═════ Testo estratto

Un Hikikomori possiede una grande ansia del giudizio sociale, ansia nel sentirsi falliti, sbagliati, non adatti alla società, ed è questo che lo porta a sviluppare la volontà di allontanarsi da una società in cui non si riconosce. Uno degli aspetti fondamentali è che il soggetto non si isola perché sta meglio da solo, ma perché possiede una visione delle relazioni come qualcosa di opprimente. Esistono una serie di meccanismi che fanno parte della cultura giapponese che fomentano questo fenomeno.

══════════
═════ Estratti dei dati

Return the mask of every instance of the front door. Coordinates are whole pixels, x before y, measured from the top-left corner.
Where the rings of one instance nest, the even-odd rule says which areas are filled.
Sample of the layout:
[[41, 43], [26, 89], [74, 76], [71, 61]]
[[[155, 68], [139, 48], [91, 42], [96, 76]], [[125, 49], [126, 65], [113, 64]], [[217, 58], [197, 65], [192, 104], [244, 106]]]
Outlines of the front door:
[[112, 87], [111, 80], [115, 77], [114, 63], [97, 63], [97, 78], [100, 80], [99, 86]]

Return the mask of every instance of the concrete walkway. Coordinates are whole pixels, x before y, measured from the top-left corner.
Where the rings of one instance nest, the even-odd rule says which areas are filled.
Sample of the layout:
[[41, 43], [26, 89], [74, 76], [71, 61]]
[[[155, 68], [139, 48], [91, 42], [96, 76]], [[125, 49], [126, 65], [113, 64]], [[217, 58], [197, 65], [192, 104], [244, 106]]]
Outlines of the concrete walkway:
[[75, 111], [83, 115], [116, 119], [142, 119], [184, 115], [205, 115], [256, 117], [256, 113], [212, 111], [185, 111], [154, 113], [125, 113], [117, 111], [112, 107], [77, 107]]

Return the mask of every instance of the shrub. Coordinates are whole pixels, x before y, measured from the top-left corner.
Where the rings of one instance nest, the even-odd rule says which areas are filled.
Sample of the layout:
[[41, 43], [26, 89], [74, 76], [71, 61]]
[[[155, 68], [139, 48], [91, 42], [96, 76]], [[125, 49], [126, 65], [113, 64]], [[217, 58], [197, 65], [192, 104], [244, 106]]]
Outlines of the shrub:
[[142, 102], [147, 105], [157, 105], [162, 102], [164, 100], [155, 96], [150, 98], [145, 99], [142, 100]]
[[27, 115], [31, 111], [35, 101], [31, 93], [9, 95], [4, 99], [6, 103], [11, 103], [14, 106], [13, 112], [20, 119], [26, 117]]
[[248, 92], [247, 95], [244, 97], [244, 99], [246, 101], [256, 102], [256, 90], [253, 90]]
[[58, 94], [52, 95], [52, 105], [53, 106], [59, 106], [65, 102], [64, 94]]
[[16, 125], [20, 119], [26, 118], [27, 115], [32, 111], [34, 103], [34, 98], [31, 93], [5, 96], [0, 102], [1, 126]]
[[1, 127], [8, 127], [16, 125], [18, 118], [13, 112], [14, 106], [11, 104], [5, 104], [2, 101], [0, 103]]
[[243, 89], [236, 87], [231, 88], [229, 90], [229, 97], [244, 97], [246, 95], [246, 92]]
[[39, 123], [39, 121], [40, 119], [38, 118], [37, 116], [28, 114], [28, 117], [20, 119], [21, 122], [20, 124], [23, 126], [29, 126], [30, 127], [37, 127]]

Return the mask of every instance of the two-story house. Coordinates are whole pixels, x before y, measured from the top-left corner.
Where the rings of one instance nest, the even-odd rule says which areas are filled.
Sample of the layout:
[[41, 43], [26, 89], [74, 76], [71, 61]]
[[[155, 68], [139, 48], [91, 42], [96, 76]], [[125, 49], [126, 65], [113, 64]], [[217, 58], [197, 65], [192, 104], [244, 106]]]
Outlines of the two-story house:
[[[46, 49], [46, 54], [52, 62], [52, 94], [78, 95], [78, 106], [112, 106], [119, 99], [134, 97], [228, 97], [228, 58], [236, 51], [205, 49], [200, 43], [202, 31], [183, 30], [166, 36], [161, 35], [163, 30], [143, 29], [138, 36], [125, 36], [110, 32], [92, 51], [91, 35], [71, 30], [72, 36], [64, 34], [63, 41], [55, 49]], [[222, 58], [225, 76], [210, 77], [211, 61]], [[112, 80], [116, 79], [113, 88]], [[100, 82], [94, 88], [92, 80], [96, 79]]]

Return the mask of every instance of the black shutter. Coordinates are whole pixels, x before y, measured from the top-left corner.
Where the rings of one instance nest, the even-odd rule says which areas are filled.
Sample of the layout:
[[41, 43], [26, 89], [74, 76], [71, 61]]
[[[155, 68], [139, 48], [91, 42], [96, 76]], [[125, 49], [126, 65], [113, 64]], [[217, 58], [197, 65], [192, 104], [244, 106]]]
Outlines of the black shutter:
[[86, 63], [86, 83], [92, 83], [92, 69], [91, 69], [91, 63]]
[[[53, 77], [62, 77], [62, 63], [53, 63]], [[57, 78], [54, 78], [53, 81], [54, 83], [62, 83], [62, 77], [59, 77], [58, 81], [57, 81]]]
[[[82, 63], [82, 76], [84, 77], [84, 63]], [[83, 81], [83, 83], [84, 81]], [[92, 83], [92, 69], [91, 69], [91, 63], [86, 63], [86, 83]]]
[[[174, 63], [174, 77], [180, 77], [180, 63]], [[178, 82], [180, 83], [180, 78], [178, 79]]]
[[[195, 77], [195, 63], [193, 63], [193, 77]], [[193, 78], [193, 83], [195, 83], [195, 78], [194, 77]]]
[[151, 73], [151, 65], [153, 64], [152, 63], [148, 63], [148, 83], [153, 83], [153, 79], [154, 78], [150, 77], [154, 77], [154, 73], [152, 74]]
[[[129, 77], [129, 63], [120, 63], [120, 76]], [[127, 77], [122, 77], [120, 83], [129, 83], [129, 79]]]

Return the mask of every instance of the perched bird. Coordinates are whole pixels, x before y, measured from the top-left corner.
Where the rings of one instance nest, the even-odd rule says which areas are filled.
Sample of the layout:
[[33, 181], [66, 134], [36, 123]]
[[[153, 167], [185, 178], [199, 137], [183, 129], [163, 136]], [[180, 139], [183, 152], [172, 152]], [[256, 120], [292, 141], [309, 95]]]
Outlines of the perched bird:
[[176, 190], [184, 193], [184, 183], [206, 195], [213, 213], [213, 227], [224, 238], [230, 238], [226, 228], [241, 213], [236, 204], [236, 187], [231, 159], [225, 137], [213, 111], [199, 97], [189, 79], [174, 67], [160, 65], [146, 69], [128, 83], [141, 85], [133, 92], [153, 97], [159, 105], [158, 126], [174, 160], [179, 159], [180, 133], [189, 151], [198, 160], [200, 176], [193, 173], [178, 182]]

══════════

-- Consegna --
Estrai per intero il testo sugli Hikikomori, senza cambiare nulla. Per rispondere basta il testo sugli Hikikomori, senza altre fonti.

-- Risposta --
Un Hikikomori possiede una grande ansia del giudizio sociale, ansia nel sentirsi falliti, sbagliati, non adatti alla società, ed è questo che lo porta a sviluppare la volontà di allontanarsi da una società in cui non si riconosce. Uno degli aspetti fondamentali è che il soggetto non si isola perché sta meglio da solo, ma perché possiede una visione delle relazioni come qualcosa di opprimente. Esistono una serie di meccanismi che fanno parte della cultura giapponese che fomentano questo fenomeno.